### Task description
Which lines of the records below contain the word "striped"? Show each one.

### Dataset extract
........
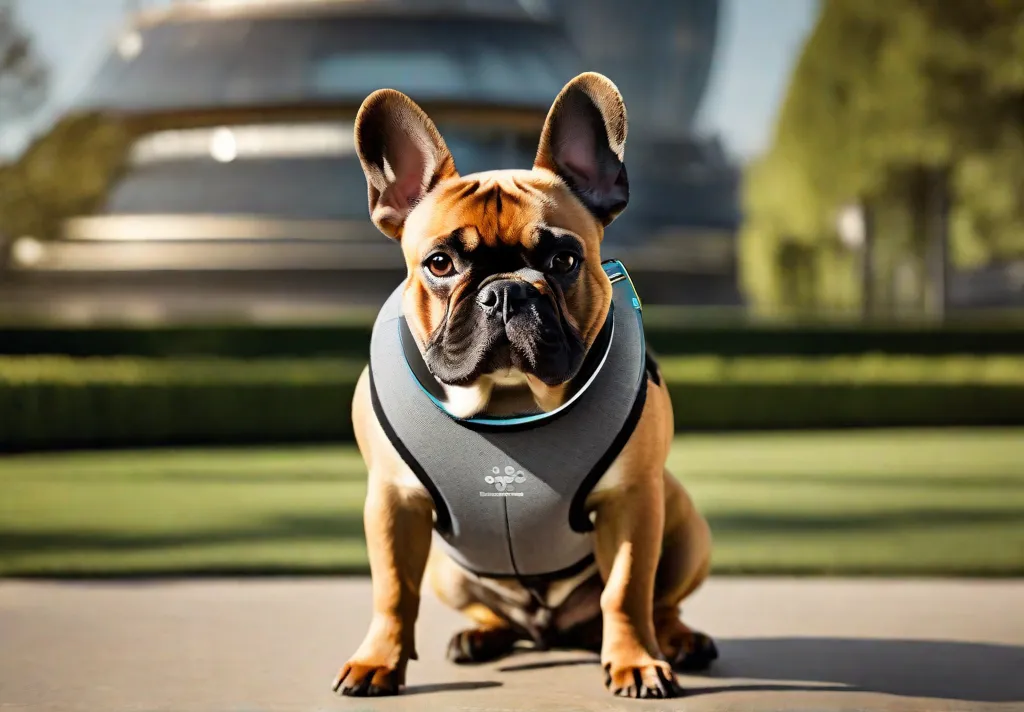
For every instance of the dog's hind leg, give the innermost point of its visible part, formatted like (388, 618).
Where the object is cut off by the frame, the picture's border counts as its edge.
(494, 636)
(684, 566)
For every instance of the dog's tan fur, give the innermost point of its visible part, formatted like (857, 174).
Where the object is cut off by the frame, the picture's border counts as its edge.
(652, 548)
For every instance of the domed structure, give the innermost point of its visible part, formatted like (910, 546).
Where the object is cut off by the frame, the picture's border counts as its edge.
(659, 54)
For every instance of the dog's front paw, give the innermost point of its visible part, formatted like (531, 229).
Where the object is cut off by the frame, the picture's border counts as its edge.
(369, 678)
(643, 678)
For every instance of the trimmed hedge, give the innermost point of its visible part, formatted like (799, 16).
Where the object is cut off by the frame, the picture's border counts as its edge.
(666, 334)
(49, 403)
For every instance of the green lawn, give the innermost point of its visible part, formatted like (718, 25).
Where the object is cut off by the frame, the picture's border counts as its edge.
(896, 502)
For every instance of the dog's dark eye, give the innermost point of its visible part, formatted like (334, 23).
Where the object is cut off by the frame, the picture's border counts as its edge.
(440, 264)
(563, 262)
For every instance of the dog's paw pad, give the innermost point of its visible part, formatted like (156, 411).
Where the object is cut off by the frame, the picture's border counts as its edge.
(653, 680)
(479, 645)
(695, 654)
(357, 679)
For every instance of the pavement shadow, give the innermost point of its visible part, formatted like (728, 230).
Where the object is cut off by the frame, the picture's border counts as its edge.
(449, 686)
(946, 670)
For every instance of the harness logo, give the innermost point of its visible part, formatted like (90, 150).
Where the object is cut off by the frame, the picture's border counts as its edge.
(504, 483)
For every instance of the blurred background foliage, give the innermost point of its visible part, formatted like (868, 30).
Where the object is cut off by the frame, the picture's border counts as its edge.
(889, 103)
(67, 171)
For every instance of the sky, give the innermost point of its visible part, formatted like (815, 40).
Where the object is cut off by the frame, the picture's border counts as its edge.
(759, 42)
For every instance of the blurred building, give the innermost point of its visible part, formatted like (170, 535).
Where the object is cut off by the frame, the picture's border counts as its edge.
(684, 190)
(239, 193)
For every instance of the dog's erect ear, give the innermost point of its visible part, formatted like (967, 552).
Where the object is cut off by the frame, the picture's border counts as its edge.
(584, 141)
(402, 156)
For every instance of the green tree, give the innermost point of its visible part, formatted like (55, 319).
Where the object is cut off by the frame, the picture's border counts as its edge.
(894, 105)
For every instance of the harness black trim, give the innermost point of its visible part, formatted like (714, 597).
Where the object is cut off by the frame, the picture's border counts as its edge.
(442, 520)
(529, 579)
(579, 518)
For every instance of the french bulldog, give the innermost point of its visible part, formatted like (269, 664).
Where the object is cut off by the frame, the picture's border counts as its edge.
(505, 297)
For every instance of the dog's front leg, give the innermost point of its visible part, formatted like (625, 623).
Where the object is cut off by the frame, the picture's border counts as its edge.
(628, 539)
(398, 528)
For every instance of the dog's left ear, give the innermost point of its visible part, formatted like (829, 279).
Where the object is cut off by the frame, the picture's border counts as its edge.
(402, 157)
(584, 141)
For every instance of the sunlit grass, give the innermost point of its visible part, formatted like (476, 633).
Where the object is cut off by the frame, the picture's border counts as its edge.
(893, 502)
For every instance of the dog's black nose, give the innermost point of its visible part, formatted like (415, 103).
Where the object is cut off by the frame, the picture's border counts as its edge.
(505, 297)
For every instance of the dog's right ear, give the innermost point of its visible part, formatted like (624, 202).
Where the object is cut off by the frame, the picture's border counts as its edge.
(402, 157)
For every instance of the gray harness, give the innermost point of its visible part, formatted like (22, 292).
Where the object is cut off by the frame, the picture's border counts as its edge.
(509, 493)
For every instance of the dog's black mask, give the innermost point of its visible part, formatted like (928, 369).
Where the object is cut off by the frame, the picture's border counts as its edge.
(506, 322)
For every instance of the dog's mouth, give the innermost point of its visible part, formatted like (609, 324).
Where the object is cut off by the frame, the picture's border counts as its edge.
(536, 340)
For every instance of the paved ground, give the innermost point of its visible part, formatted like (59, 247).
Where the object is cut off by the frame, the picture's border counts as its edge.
(256, 645)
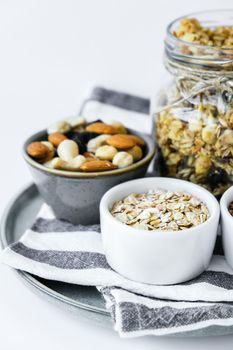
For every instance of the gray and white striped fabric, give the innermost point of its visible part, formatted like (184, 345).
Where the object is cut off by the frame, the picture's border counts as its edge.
(57, 250)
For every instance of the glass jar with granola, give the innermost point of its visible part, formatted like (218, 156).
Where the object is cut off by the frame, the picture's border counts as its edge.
(194, 113)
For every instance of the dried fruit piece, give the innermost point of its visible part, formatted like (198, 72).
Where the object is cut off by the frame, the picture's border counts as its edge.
(37, 150)
(60, 126)
(101, 128)
(136, 152)
(97, 165)
(56, 138)
(67, 150)
(122, 159)
(106, 152)
(121, 141)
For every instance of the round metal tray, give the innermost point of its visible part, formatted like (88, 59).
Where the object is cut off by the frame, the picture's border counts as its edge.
(82, 300)
(86, 301)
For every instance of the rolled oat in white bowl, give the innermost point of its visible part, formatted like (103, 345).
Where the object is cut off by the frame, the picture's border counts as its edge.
(164, 251)
(161, 210)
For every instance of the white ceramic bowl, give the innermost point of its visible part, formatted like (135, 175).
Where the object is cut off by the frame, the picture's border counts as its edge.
(158, 257)
(227, 225)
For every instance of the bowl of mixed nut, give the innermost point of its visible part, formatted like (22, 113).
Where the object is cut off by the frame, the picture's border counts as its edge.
(163, 230)
(226, 205)
(73, 163)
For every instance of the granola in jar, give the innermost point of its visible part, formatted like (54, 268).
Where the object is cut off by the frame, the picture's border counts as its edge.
(194, 116)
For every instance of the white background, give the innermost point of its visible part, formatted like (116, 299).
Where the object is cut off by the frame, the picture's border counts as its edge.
(51, 54)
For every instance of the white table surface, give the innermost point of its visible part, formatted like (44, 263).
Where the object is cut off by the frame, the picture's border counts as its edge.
(51, 54)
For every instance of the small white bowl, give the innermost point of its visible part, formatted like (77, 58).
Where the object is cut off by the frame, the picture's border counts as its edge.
(227, 226)
(158, 257)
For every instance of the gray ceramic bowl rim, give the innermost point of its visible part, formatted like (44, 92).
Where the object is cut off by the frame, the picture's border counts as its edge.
(145, 160)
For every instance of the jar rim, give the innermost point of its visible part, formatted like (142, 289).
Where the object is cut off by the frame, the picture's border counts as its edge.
(180, 50)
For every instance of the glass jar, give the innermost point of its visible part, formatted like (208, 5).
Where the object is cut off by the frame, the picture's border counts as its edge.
(193, 113)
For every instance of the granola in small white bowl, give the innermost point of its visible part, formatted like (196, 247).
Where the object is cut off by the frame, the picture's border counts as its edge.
(159, 230)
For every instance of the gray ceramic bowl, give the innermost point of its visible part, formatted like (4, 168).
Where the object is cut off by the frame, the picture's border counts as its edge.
(75, 196)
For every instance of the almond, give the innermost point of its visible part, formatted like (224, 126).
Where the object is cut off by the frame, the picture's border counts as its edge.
(121, 141)
(97, 165)
(37, 150)
(101, 128)
(56, 138)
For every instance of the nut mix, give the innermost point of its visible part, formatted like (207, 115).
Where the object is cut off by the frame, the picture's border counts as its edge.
(160, 210)
(89, 147)
(194, 128)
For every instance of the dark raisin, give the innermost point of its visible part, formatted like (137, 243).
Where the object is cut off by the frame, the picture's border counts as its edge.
(81, 138)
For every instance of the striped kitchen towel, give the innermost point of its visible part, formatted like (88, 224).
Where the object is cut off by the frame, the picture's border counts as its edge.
(57, 250)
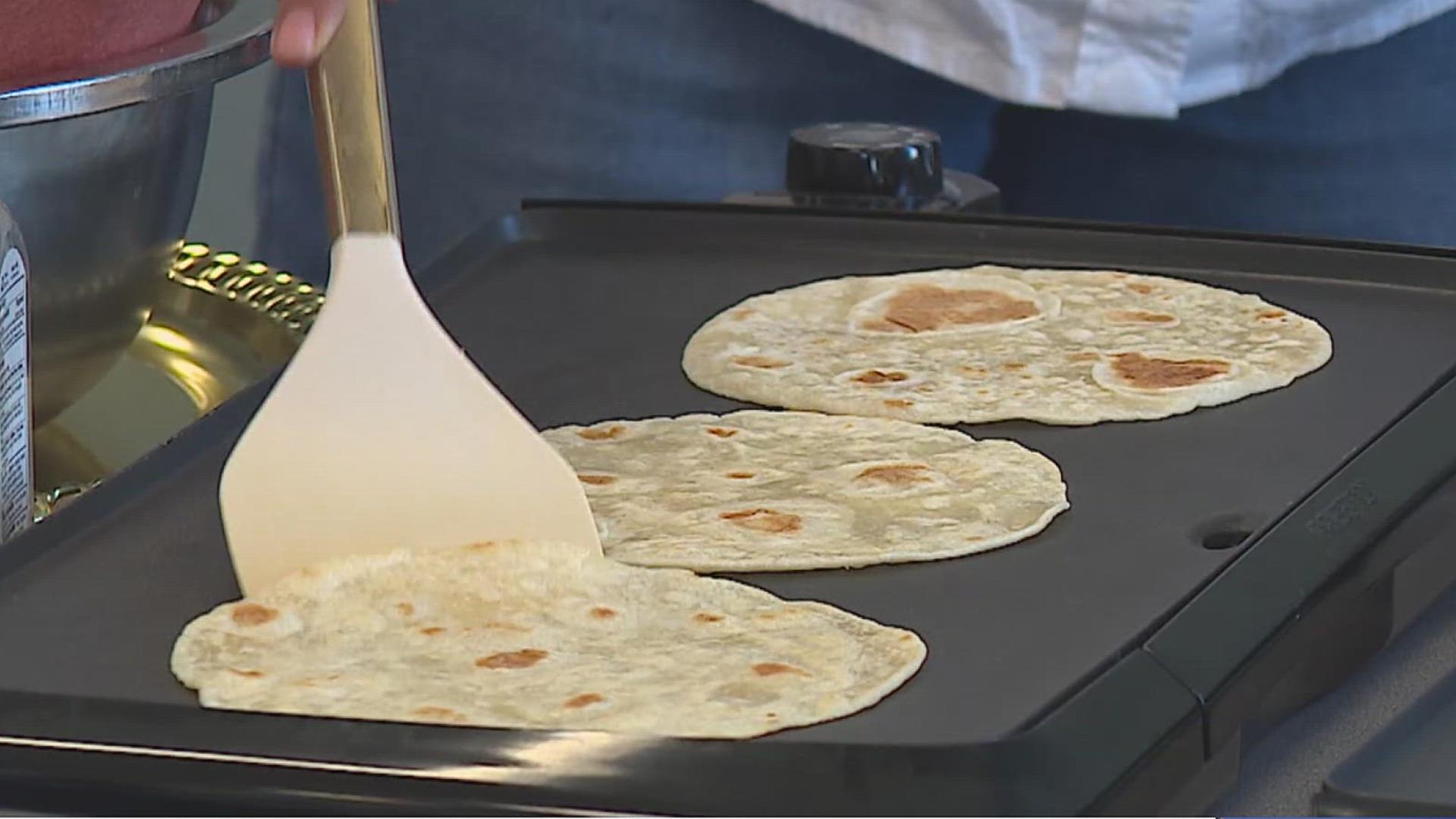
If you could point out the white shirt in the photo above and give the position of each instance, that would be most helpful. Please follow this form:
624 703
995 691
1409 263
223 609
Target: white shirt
1134 57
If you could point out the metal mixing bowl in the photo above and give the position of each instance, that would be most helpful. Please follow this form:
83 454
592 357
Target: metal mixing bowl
101 174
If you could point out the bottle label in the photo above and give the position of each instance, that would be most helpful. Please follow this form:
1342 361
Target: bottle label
17 465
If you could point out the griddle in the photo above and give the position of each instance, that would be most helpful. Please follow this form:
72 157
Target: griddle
1215 569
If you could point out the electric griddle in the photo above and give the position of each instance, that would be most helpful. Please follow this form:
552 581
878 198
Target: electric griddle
1213 572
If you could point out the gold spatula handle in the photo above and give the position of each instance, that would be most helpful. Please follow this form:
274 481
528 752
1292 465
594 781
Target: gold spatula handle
351 127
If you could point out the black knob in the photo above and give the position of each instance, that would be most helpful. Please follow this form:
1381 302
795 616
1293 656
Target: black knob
865 159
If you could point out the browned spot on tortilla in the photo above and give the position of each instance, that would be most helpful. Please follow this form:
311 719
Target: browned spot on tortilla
764 521
761 362
523 659
896 474
1153 373
253 614
1139 316
604 433
880 376
770 670
921 308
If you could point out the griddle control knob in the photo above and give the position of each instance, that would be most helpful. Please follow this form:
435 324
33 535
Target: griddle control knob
865 159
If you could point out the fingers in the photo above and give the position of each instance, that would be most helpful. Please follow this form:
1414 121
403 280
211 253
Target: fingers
303 28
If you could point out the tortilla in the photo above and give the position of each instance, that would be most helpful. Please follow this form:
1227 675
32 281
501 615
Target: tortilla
539 635
780 491
996 343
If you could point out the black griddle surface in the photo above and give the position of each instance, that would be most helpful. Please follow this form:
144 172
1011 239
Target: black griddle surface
582 315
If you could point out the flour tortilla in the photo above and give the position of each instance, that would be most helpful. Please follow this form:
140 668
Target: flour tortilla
996 343
780 491
539 635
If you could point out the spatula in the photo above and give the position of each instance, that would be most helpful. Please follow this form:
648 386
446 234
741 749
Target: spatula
381 433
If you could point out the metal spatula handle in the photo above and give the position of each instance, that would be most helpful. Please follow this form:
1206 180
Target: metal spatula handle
351 127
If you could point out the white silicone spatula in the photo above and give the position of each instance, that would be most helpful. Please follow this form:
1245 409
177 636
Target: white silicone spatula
381 433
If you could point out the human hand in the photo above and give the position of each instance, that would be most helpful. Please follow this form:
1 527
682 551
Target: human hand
303 28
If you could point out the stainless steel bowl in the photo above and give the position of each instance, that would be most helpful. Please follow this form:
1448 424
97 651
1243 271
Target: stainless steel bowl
101 174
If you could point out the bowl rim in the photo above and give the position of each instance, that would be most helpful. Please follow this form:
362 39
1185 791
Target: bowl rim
228 38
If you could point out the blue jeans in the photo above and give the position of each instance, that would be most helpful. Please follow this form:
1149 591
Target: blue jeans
693 99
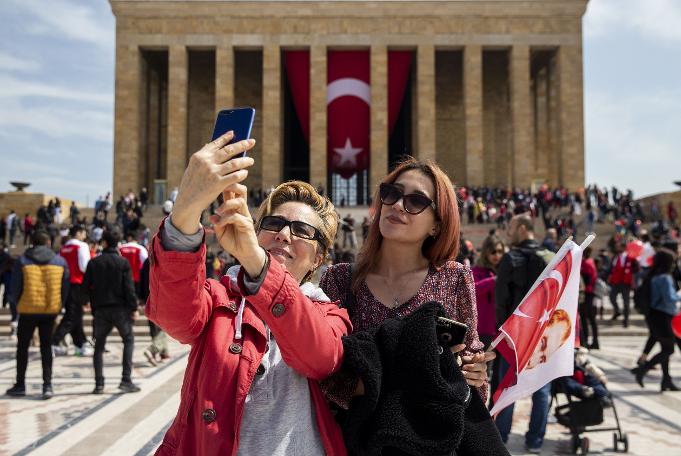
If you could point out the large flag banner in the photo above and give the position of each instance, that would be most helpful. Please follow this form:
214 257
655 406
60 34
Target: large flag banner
538 339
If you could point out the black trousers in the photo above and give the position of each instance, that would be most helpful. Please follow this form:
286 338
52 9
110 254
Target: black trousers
625 291
25 329
72 322
587 317
105 319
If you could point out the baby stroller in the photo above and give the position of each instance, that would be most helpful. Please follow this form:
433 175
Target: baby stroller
580 414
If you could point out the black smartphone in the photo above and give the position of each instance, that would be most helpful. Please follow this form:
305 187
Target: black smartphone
450 332
239 120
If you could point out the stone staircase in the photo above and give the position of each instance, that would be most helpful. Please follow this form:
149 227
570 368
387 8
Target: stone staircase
141 327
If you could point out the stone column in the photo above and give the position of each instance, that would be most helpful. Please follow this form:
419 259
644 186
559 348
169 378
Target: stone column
541 123
379 116
127 120
425 77
318 133
472 94
271 112
523 163
571 99
177 115
224 77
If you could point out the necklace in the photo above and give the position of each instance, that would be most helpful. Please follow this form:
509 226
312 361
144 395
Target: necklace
395 298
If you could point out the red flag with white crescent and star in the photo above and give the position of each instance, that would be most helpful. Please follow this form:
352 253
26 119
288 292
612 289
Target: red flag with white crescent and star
538 339
348 98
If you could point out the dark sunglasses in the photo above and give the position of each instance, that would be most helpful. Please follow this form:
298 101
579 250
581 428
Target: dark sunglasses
414 203
299 229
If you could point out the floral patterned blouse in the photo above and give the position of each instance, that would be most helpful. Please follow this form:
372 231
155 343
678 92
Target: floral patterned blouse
451 285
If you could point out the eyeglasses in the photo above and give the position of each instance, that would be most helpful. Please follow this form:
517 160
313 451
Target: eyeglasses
........
### Task result
For every instance of the gray and white striped fabric, give the innermost point of its visible part, formatted like (184, 345).
For every instance of the striped kitchen towel, give the innermost point of its visible part, formatted like (88, 224).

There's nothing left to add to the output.